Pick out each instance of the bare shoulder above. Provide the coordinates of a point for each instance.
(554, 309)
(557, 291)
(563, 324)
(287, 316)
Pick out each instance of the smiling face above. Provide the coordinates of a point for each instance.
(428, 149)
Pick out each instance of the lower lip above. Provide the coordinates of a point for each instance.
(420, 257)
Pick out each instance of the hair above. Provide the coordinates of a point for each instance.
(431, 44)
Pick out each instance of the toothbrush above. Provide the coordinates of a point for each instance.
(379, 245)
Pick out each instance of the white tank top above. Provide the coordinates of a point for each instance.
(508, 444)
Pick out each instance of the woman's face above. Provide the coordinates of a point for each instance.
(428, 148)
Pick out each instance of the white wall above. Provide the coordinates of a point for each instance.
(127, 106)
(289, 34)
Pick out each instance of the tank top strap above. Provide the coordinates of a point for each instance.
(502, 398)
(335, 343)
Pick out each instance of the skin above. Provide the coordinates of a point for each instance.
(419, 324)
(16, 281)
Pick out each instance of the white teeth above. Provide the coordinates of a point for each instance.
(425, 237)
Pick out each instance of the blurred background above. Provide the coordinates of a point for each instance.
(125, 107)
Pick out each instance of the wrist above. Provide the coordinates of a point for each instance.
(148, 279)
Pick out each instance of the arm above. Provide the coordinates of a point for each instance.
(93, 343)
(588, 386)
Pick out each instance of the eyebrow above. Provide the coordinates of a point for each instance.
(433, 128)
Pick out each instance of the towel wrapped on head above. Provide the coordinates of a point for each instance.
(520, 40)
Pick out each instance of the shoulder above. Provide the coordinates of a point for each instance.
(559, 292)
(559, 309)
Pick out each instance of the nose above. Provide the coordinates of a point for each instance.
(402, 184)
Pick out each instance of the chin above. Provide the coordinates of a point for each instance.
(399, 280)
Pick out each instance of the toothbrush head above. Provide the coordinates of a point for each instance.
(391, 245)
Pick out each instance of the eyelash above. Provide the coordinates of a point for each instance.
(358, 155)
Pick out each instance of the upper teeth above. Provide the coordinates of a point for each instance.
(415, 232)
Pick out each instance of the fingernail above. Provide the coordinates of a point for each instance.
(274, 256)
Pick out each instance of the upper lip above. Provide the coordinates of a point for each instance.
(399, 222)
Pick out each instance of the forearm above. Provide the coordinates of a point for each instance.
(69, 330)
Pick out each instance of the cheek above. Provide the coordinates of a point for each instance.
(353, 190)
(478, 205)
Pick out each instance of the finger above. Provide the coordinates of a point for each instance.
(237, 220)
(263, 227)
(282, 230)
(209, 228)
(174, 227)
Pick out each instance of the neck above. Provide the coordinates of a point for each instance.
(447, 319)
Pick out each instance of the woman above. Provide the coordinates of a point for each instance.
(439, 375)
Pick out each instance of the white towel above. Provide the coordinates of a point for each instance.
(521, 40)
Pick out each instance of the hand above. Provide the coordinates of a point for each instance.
++++++++++++++++++++
# [Activity]
All that is needed is the material, repeated exactly.

# [Answer to the problem]
Pick out each instance of the bare shoulder above. Provide the coordinates of a point for each instance.
(554, 309)
(557, 291)
(563, 324)
(287, 316)
Pick out each instance of the smiling face above. Provide the coordinates of a point for each instance.
(428, 149)
Pick out each instance of the lower lip above. Provide the coordinates of a point for each instance.
(420, 257)
Pick out each instance of the hair above. Provide the coordinates of a point for each instance.
(431, 44)
Pick out each instance of the toothbrush above. Provide the coordinates of a point for each instance.
(379, 245)
Pick out each instance of the white tank top above. Provide the coordinates of a point for each instance.
(508, 444)
Pick out each instance of the woman's face above. Provide the coordinates of a point for each instance.
(428, 148)
Pick out each instance of the white wall above. Provide the coordinates of a point for each instance.
(127, 106)
(289, 34)
Pick out each instance of the tank top strap above. Provide the coordinates of a point for each instance.
(502, 398)
(335, 343)
Pick out each instance of the skin above. Provide the coordinates of a point for each instance.
(419, 324)
(16, 281)
Pick out each instance of the white teeth above. Provide the coordinates of a point for each instance.
(425, 237)
Pick out each instance of the blurred background above. Provide the coordinates of a point for each instance.
(125, 107)
Pick out each instance of the wrist above. Provide the coordinates of a point for each instance.
(148, 279)
Pick out each instance of the arm above. Provide the coordinates of a point for each instance.
(93, 343)
(588, 386)
Pick out each instance of the eyebrow above. Provide the coordinates of a point for each instance.
(433, 128)
Pick out each instance of the towel wrapped on head above. Provide the coordinates of a point for each instance.
(520, 40)
Pick out each instance of the shoulder above. Provide the coordinates of a point for each instance.
(559, 292)
(559, 309)
Pick out each instance of the nose above. Provide the coordinates of a point for each instance.
(402, 184)
Pick out each instance of the chin above. Provide the coordinates of a point for each instance.
(399, 280)
Pick out each instance of the toothbrush head above. Provide the coordinates of a point for each instance.
(391, 245)
Pick out each instance of the eyelash above. Provide the coordinates of a point for each instance.
(358, 155)
Pick out each instance of the upper teeth above. Provide the coordinates of a point for each instance.
(415, 232)
Pick out each instance of the fingernail above. Provide the coordinates of a point for each instance.
(274, 256)
Pick out each instance of the upper lip above. Provide the coordinates of a point for each instance.
(399, 222)
Pick out each instance of the forearm above. Provide the coordinates of a point for each instance.
(69, 330)
Pick out each instance of the cheek above. Provide the coordinates of a point for each instance.
(353, 190)
(478, 205)
Pick out each instance of the finger above. Provide the coordinates of a point for each instance.
(237, 220)
(263, 227)
(282, 230)
(209, 228)
(174, 227)
Pick out each instance of the neck above. Provide the coordinates of a point for each instance.
(447, 319)
Pick out each instance of the woman above. Provide the coordinates of a point for each instance.
(439, 375)
Pick out each instance of the white towel above. Provide the coordinates of a point for each instance.
(521, 40)
Pick out each instance of the hand above. Provide the coordinates of a point for each instance.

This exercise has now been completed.